WORK INSTRUCTIONS:
A - In the text on deal synergies, rewrite the paragraph beginning "Revenue synergies may be more central" as a short bulleted list, keeping its main facts.
B - Carry on the text on deal synergies, starting right after its last recommended action.

DOCUMENT EXTRACT:
=-=-=-=-=
How much: value creation and synergies

Revenue synergies may be more central to the value proposition for a transaction than cost synergies; however, they may require significant investment and a longer lead time to realize. Lack of comprehensive due diligence efforts may result in unexpected costs. An example is insufficient due diligence on IT assets, specifically the condition and age of the assets, complexity of design, transferability of licenses and security, and stability of the infrastructure. In general, companies often underestimate, or don’t bother to take the time to model the cost of achieving synergies. EY uses a standard of 0.5–1.5 times the recurring annual cost synergies to estimate one-time integration costs.

Recommended actions

  1. Demand analytical rigor and insight into value creation and synergies, as well as clarity on capturing them.
  2. Define cost-reduction and cost-avoidance opportunities to help achieve synergies in the short term.
  3. Conduct thorough due diligence, particularly a comprehensive audit of IT systems on the dimensions of age, condition, complexity of design, transferability of licenses, and the security, stability, and adaptability of the infrastructure.
  4. When you analyze the crucial staffing question, be sure to ask about “contingent staff” (i.e., contractors) and also people on leaves of absence. There have been documented cases where an acquisition involved several thousand people in this classification, yet they had not originally been included in the head count.
  5. Thoroughly vet the baseline assumptions and measurement metrics used in the quantification of synergy amounts, and understand sensitivities and interdependencies associated with IT or other capital expenditures.
=-=-=-=-=
LISTED ENTRIES:
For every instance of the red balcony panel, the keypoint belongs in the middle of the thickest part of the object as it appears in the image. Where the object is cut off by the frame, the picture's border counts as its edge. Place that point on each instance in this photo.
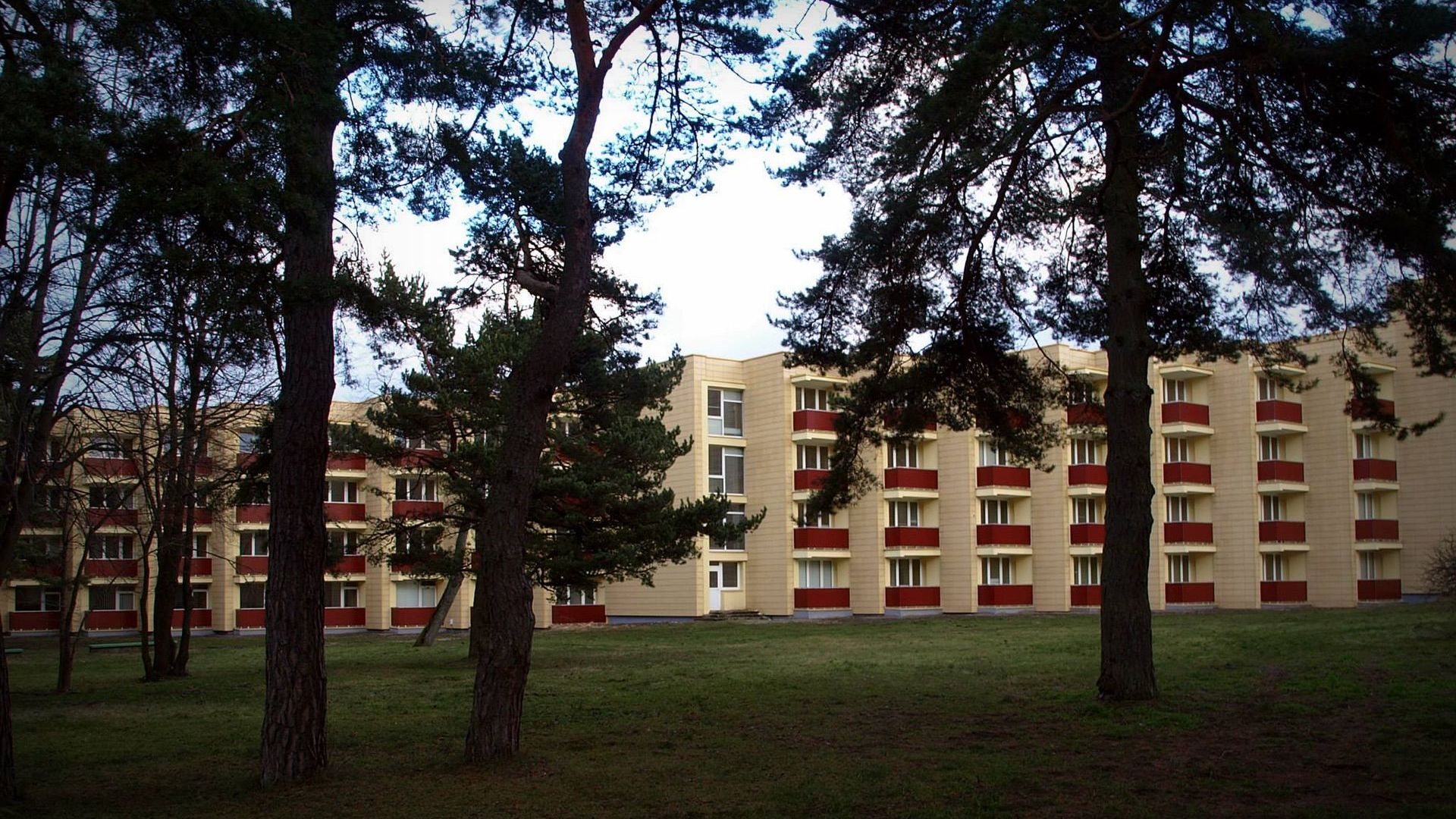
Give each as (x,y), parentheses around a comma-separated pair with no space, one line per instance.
=-=-=-=-=
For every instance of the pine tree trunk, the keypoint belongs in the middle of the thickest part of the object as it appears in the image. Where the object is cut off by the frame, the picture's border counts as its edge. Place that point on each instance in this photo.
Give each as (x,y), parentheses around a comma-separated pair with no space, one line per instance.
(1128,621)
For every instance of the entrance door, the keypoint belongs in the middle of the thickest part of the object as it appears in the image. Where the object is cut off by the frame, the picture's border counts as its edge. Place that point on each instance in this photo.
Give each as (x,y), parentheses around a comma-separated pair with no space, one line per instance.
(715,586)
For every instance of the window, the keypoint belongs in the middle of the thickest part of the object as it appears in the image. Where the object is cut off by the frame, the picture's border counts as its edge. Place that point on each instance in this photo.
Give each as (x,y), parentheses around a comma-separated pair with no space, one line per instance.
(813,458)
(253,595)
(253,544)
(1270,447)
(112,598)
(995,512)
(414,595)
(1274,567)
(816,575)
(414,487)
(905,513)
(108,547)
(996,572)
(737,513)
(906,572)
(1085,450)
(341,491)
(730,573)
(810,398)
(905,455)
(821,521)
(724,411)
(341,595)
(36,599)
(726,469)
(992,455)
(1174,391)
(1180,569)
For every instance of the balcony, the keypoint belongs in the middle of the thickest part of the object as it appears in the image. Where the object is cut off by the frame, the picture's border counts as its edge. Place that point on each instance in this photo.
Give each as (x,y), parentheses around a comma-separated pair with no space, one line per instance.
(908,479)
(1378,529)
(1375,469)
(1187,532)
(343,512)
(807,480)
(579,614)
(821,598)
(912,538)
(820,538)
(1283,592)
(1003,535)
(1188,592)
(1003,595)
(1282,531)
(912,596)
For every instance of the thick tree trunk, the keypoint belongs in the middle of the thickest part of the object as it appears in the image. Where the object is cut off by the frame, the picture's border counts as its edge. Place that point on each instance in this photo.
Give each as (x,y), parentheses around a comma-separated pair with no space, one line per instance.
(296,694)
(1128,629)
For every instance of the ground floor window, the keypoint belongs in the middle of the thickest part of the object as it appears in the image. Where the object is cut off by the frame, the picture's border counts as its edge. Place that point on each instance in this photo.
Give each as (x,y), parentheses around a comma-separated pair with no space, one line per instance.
=-=-=-=-=
RESULTS:
A -
- Revenue synergies may matter more to a deal's value than cost synergies, but they can need heavy investment and take longer to realize.
- Weak due diligence can lead to unexpected costs. An example is too little checking of IT assets: their age and condition, design complexity, license transferability, security, and infrastructure stability.
- Companies often underestimate the cost of achieving synergies or skip modeling it.
- EY estimates one-time integration costs at 0.5–1.5 times the recurring annual cost synergies.

B -
  6. Engage integration team members from both buyer and target to align everyone on synergy metrics and time line, and assign responsibility for integrating people, processes, and technology.
  7. Translate the value proposition into financial and operational metrics to include in the integration plan at a functional level. Clearly define the baseline and targets for improvement within a reasonable time frame within the integration team.
  8. Establish a rigorous synergy program with clear individual accountabilities to accelerate and exceed targets, and consider striking a balance between both revenue and cost synergies. Make sure accountability is at a high level (e.g. a direct report to the CFO).
  9. Study the assumptions and expectations behind synergy targets to get a feel for their achievability under a range of scenarios.
  10. Take the top-down synergy number and validate those synergies from the bottom up with owners early. Assign individual accountability not only for each synergy target, but also for interim targets. This helps to ensure that you stay on pace to realize the overall synergy goal.
  11. Develop a robust plan for the one-time investments required to achieve the targets, especially for revenue and growth, and include a realistic schedule of capital expenditures.